> Task to carry out
Render the stretch of lines below that opens with the line containing "Can you spot the paved" and closes with the line containing "[[171, 233]]", both included, as a numbered list with no blank lines. Leave the pictures out.
═══ Task input ═══
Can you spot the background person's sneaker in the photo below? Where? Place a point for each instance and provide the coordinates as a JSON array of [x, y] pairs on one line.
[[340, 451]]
═══
═══ Task input ═══
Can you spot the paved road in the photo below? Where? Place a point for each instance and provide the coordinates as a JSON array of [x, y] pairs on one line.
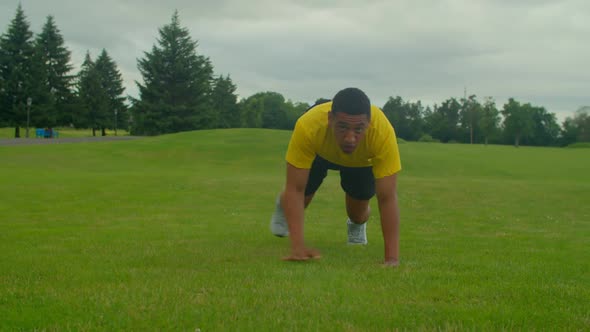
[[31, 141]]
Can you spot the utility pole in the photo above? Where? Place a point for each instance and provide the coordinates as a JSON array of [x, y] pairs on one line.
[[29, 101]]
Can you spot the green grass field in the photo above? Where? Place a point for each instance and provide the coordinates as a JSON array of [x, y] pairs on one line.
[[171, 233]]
═══
> Task output
1. Can you spot the paved road in the photo below? Where? Place a point for each instance and provide the coordinates as a JSON array of [x, y] pairs on one line.
2. [[31, 141]]
3. Can you spot the utility pole in the photo above? Where? Place a point for each instance and provide the coordinates as a JSON array of [x, y] pairs on one line.
4. [[29, 101]]
5. Can you spot the green grass field in the photo above? Where? Place a point for each instance and provide the coordinates as a JSON array of [x, y] pairs on one line.
6. [[171, 233]]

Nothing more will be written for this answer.